EXTRACTED MATERIAL:
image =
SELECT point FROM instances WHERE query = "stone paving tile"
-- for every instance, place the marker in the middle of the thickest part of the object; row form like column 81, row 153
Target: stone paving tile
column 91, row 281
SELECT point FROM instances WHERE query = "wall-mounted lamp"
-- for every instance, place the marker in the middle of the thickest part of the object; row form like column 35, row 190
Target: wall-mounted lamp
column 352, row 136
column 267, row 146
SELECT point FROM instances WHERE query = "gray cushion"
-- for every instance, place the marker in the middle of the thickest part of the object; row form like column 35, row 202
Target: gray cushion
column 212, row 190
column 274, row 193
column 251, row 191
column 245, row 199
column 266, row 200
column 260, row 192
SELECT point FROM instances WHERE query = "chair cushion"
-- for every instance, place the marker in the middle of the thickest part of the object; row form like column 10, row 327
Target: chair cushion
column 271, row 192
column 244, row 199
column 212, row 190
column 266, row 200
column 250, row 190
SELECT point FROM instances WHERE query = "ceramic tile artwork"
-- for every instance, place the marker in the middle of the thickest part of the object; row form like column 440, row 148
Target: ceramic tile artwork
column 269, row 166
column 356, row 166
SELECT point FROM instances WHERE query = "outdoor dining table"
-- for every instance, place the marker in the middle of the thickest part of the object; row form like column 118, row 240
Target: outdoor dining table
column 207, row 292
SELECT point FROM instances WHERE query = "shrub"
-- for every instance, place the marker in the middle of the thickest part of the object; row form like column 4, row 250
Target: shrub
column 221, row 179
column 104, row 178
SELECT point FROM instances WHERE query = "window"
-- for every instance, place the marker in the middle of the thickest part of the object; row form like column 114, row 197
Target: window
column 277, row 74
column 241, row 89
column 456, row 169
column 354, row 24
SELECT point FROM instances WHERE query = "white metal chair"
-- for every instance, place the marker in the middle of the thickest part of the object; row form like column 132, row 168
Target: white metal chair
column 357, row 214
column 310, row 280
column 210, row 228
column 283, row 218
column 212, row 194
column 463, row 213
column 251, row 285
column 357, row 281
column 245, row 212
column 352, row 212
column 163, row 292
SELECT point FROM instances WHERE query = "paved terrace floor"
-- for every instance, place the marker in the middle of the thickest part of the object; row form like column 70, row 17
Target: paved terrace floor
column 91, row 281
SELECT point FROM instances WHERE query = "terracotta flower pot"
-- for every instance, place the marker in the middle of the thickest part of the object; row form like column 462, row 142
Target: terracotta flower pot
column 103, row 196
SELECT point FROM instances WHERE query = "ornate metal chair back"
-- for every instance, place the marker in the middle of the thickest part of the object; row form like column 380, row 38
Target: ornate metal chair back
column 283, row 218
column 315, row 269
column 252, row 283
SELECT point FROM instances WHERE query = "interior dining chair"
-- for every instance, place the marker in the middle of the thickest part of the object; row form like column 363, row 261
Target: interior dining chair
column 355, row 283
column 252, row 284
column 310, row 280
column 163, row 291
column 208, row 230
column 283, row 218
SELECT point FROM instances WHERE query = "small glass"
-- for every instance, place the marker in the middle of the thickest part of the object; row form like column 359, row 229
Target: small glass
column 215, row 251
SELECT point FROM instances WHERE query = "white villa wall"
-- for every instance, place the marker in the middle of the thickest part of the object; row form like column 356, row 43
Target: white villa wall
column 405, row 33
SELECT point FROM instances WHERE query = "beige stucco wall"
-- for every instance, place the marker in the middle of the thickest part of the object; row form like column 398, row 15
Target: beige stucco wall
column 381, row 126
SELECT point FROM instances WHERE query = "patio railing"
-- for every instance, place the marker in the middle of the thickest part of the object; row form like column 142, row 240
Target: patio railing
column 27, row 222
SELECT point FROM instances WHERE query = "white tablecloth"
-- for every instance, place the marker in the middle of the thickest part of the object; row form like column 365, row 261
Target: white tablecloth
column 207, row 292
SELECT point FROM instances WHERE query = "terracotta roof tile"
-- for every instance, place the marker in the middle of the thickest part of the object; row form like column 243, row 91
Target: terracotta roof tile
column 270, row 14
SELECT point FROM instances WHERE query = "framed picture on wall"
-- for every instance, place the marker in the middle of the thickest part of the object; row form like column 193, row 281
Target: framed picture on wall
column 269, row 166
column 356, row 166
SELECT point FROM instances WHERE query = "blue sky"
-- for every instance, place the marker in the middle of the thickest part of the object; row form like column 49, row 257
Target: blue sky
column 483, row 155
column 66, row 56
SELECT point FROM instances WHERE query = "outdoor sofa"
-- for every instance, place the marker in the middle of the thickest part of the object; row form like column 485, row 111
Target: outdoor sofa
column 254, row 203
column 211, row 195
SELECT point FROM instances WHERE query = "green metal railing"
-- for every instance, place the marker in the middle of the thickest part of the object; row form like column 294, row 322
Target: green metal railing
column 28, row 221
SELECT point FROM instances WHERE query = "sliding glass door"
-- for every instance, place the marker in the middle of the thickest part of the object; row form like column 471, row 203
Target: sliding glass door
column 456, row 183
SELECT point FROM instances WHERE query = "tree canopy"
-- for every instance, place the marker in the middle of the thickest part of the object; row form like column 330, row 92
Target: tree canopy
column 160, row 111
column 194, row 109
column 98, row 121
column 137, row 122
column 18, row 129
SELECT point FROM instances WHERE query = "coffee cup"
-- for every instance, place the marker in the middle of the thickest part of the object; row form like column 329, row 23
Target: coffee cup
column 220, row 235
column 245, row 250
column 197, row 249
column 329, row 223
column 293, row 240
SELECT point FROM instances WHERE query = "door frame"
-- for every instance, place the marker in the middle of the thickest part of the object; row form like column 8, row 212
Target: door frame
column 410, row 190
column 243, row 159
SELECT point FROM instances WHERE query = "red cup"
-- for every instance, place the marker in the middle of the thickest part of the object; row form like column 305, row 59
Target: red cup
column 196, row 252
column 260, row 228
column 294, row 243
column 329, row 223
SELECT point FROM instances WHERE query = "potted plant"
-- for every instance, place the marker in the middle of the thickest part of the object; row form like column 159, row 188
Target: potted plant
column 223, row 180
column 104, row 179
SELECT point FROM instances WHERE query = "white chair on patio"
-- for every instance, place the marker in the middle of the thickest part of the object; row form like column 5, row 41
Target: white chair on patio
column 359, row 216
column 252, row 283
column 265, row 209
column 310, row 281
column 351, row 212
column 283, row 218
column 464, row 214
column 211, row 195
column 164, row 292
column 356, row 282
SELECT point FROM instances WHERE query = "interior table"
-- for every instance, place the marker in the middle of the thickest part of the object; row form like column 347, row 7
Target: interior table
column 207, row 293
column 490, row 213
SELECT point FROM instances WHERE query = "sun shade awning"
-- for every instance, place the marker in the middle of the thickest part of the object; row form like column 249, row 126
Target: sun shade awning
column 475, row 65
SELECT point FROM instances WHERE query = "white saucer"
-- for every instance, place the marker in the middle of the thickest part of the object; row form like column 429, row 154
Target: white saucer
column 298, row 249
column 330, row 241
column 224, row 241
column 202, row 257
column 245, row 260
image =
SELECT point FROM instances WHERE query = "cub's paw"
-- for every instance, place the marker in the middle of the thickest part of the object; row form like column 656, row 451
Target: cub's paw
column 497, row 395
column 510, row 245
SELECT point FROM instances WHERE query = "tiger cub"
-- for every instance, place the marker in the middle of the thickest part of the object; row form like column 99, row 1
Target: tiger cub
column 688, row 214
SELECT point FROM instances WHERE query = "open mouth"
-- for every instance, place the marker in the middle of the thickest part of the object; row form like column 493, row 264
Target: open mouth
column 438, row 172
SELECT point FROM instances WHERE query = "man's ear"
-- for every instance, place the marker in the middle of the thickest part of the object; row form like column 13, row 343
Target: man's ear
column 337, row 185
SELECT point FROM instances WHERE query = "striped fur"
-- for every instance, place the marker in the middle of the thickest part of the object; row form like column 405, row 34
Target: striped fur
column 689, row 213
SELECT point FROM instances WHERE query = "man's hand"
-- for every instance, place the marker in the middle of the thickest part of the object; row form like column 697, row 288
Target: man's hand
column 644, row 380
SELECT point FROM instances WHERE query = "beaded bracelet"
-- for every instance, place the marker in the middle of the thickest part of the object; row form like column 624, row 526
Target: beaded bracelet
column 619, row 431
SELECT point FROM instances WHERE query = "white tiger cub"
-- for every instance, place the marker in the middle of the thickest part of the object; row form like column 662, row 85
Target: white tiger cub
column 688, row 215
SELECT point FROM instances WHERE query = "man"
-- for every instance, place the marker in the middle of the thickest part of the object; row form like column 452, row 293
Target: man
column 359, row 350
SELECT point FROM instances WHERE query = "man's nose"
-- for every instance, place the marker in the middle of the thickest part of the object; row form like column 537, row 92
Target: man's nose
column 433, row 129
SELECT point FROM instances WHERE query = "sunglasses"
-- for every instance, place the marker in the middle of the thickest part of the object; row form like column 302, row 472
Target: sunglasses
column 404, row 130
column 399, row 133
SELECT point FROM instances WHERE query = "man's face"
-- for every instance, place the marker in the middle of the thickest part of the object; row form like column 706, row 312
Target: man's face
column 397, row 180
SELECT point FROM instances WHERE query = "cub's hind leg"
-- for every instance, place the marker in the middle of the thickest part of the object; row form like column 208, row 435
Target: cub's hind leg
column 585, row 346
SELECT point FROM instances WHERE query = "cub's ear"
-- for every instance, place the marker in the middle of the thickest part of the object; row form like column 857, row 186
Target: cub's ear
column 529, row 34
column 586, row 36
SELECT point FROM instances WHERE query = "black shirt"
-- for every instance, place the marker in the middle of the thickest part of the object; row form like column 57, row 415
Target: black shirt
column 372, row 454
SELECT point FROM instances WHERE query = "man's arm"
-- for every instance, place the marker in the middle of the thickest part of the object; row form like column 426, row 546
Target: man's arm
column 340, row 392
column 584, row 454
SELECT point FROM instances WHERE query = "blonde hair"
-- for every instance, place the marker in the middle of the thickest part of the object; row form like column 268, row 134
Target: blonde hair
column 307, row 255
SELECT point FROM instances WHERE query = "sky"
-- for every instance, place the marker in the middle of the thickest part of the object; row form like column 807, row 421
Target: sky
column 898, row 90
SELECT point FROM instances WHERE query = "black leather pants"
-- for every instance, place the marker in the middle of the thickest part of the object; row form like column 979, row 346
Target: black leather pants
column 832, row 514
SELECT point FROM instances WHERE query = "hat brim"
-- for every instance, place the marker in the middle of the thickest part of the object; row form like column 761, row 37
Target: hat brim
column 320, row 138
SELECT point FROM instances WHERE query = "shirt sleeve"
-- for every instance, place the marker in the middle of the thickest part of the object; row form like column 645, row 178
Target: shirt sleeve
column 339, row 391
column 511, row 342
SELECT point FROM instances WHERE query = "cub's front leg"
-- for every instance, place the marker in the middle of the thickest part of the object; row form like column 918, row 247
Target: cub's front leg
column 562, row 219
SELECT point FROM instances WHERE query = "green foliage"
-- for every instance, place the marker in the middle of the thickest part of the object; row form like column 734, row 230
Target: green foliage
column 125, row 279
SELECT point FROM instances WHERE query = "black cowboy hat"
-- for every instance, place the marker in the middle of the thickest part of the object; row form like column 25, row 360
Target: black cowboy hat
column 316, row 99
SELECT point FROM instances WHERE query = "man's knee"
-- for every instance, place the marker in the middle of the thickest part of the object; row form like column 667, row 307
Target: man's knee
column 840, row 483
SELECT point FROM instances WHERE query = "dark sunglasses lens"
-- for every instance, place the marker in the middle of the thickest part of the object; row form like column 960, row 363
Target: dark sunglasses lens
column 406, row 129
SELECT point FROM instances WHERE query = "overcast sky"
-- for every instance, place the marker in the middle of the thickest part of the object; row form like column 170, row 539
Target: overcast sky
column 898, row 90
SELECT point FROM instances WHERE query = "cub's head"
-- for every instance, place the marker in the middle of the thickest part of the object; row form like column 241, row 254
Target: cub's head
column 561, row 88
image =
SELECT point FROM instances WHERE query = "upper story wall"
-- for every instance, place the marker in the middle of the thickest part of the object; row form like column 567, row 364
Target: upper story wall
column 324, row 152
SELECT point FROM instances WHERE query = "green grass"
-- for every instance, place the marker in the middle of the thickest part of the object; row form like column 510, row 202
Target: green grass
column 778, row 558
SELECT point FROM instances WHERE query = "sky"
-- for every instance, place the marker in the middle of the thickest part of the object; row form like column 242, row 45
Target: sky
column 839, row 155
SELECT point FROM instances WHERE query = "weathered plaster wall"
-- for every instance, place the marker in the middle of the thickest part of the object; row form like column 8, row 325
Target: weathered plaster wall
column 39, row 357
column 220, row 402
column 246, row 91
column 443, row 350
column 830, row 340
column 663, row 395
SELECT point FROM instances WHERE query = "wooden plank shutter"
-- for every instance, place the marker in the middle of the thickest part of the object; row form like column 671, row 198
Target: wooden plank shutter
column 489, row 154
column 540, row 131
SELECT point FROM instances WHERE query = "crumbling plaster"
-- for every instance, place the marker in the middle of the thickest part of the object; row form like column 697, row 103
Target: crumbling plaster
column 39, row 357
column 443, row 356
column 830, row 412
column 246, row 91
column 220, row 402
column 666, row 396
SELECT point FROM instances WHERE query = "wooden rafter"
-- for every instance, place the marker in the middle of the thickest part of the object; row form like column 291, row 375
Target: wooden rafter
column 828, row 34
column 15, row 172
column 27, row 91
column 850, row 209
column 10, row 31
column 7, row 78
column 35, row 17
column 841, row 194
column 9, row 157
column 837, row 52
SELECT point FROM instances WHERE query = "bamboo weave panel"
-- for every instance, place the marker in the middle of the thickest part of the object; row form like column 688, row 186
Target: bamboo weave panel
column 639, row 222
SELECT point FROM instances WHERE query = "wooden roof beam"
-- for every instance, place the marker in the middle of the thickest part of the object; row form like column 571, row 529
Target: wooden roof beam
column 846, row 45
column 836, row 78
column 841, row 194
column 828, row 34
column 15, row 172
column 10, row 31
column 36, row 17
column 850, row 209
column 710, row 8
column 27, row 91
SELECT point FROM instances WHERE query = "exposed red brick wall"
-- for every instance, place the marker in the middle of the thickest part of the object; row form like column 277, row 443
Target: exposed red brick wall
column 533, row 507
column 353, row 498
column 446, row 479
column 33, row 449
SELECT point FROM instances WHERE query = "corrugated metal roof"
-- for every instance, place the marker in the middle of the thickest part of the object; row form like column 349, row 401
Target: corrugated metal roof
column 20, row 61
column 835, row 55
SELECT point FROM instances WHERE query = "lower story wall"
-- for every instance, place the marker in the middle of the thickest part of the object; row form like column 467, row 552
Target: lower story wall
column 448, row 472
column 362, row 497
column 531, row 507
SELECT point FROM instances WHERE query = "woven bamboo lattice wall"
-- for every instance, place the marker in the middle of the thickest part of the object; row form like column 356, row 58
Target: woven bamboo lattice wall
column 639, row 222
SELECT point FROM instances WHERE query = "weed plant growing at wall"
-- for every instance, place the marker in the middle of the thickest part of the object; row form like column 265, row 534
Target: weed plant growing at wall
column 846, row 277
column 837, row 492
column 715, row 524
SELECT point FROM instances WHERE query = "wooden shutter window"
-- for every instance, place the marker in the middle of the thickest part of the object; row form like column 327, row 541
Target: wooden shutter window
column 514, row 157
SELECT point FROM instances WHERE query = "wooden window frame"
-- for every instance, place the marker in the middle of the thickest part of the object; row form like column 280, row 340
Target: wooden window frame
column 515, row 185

TASK STATEMENT: Reproduce the records verbatim, starting at their first line and ending at the line that contains "column 354, row 24", with both of those lines included.

ANSWER FOR THE TASK:
image =
SELECT point FROM instances WHERE query = "stone paving tile"
-- for every instance, place the marker in the middle of the thickest part of the object; row form like column 81, row 153
Target: stone paving tile
column 91, row 281
SELECT point FROM instances WHERE query = "wall-mounted lamp"
-- for every instance, place the marker in the middle of the thickest part of the object; row form like column 35, row 190
Target: wall-mounted lamp
column 352, row 136
column 267, row 146
SELECT point FROM instances WHERE query = "gray cushion"
-- for every instance, place the marker in the middle of the thickest part of the object; row form like column 35, row 202
Target: gray cushion
column 212, row 190
column 274, row 193
column 251, row 191
column 245, row 199
column 266, row 200
column 260, row 192
SELECT point FROM instances WHERE query = "chair cushion"
-- for every instance, place the marker in the middle of the thickest part of the object; row form like column 10, row 327
Target: chair cushion
column 271, row 192
column 244, row 199
column 212, row 190
column 266, row 200
column 250, row 190
SELECT point FROM instances WHERE query = "ceramic tile artwork"
-- for every instance, place the marker in the middle of the thickest part of the object; row form like column 440, row 148
Target: ceramic tile artwork
column 269, row 166
column 356, row 166
SELECT point FROM instances WHERE query = "outdoor dining table"
-- for every instance, place the marker in the middle of the thickest part of the object; row form like column 118, row 240
Target: outdoor dining table
column 207, row 292
SELECT point FROM instances WHERE query = "shrub"
-- for every instance, place the marker in the middle of the thickest part of the object; row form like column 4, row 250
Target: shrub
column 221, row 179
column 104, row 178
SELECT point FROM instances WHERE query = "window"
-- for every instance, place the marker in the middle of the thickest part of the object; row form like column 114, row 197
Target: window
column 277, row 74
column 241, row 89
column 456, row 169
column 354, row 24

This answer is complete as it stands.